Provided data »

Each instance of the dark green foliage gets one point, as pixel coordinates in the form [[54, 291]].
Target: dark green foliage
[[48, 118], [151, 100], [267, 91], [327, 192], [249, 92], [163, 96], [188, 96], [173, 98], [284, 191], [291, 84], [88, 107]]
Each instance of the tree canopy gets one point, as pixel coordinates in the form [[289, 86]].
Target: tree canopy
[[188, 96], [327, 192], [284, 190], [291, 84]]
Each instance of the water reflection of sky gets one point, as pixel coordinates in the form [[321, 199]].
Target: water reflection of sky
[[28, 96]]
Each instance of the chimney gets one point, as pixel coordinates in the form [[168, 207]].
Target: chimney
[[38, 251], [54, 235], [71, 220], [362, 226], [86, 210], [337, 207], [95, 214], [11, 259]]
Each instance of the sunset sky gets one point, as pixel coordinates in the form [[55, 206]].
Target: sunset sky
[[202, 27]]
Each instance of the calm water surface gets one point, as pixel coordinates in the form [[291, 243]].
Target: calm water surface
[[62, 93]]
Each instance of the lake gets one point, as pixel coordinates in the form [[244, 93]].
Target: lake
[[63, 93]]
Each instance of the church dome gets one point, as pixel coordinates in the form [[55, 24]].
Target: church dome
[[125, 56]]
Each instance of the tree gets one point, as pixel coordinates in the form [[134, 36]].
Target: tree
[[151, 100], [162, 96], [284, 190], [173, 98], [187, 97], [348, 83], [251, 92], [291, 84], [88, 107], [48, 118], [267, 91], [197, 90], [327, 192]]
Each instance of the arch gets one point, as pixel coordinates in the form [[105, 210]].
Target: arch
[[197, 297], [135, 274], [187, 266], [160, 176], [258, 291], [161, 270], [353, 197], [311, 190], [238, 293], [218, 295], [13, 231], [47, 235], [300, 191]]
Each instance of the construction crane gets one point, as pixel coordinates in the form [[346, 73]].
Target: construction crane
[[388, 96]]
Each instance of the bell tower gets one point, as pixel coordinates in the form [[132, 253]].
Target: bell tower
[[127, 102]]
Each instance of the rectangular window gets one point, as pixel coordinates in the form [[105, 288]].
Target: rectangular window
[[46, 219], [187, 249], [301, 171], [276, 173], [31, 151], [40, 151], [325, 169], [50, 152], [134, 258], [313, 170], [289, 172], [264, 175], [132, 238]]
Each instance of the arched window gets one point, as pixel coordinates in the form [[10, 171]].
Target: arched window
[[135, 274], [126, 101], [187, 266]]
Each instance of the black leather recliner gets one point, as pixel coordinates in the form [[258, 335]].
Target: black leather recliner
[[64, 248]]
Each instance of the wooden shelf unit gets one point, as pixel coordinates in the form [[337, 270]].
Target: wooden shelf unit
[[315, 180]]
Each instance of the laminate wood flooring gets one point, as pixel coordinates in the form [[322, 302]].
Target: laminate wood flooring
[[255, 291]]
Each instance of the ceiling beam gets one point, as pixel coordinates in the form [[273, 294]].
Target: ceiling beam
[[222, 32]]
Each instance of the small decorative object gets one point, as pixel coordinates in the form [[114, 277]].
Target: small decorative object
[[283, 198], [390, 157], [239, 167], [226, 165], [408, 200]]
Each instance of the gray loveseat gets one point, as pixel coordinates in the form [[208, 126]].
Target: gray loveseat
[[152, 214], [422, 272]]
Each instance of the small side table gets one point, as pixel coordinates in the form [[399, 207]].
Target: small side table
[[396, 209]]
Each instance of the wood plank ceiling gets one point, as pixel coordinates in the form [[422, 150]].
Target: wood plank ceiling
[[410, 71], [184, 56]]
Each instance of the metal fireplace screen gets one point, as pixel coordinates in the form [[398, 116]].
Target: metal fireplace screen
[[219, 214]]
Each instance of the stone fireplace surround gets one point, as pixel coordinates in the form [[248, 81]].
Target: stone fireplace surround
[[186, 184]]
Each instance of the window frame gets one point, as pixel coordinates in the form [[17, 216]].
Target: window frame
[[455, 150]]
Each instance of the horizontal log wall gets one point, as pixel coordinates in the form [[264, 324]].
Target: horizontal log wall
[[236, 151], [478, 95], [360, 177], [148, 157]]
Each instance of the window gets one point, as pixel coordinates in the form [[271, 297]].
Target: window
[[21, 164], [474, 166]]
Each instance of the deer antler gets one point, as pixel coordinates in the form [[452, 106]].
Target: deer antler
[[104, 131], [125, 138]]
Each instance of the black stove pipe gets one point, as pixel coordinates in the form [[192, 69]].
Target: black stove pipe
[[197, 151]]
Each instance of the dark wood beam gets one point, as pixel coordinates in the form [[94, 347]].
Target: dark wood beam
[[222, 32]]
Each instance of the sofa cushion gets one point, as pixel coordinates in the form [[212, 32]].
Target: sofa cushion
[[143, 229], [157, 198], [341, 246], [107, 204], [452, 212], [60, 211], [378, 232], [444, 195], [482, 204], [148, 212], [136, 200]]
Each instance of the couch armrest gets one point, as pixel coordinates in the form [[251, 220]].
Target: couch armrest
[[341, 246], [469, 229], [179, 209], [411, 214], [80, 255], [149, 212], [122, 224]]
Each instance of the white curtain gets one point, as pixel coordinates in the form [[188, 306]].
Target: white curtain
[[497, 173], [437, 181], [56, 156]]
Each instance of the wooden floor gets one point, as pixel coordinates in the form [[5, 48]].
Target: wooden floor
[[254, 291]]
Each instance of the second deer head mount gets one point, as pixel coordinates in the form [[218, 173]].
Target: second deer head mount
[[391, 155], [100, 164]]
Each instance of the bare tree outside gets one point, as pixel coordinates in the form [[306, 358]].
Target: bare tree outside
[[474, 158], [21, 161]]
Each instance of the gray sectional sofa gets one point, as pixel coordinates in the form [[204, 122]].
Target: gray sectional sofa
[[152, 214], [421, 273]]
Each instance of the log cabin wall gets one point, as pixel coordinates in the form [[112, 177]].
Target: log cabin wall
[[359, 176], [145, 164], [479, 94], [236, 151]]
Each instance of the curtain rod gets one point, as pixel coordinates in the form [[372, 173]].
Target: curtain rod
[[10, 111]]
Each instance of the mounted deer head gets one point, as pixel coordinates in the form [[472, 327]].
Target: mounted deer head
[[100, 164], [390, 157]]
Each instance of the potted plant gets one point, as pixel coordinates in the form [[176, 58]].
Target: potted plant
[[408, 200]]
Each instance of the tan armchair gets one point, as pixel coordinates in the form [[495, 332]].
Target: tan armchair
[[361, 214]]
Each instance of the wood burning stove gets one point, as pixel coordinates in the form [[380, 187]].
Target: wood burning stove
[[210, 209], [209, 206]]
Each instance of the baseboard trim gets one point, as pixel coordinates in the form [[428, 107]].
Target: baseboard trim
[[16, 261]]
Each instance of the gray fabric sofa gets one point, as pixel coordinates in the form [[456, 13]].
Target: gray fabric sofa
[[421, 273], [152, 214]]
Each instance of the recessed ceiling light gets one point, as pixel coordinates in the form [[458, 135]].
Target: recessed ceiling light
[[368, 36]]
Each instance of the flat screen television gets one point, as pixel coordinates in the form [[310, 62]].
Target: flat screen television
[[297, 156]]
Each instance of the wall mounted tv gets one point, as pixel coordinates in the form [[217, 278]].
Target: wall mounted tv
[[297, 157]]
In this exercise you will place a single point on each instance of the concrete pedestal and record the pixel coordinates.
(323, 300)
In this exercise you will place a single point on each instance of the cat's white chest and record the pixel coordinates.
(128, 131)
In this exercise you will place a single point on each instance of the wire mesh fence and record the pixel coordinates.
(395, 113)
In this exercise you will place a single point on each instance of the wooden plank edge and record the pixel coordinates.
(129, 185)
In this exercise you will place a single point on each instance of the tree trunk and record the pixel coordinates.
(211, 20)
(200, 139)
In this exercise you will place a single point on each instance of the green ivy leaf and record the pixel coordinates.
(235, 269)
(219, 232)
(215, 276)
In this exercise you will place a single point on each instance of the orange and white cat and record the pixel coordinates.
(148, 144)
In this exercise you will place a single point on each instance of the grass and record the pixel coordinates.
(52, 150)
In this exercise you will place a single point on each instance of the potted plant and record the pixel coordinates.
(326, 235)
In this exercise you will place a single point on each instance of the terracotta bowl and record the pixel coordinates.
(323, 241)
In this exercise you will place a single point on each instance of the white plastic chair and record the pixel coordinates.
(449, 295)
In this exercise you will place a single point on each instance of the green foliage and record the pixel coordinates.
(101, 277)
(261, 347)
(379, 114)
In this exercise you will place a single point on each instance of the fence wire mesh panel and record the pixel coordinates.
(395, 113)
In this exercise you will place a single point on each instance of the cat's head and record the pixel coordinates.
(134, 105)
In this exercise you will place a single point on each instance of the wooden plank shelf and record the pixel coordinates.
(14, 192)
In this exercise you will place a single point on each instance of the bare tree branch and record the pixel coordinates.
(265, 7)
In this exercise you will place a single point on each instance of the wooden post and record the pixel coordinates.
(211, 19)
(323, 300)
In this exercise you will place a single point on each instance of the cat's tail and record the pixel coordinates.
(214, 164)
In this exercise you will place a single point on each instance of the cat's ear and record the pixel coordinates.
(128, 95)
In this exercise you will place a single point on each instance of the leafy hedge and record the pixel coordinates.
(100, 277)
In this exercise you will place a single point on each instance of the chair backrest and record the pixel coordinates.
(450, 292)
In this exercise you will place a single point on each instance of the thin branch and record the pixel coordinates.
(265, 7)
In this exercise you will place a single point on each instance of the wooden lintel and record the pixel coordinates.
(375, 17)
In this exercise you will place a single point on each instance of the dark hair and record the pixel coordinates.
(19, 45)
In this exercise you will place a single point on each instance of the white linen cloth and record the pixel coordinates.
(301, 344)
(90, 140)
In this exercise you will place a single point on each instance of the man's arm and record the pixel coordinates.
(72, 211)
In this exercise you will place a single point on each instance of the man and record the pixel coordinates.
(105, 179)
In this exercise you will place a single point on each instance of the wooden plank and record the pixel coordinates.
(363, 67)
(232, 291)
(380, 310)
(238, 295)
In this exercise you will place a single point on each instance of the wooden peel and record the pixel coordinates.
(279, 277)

What you will do » Look through the data above and return exactly the lines from the one that contains "Target: window frame" to the one that contains "Each instance of the window gets", inclusive, with nothing else.

Task solution »
Target: window frame
[[455, 150]]
Each instance of the horizontal log wall gets one point, as pixel coordinates in the form [[264, 324]].
Target: horizontal log wall
[[236, 151], [478, 95], [360, 177], [148, 157]]
Each instance of the window gets one point, as pixel coordinates in the form [[271, 297]].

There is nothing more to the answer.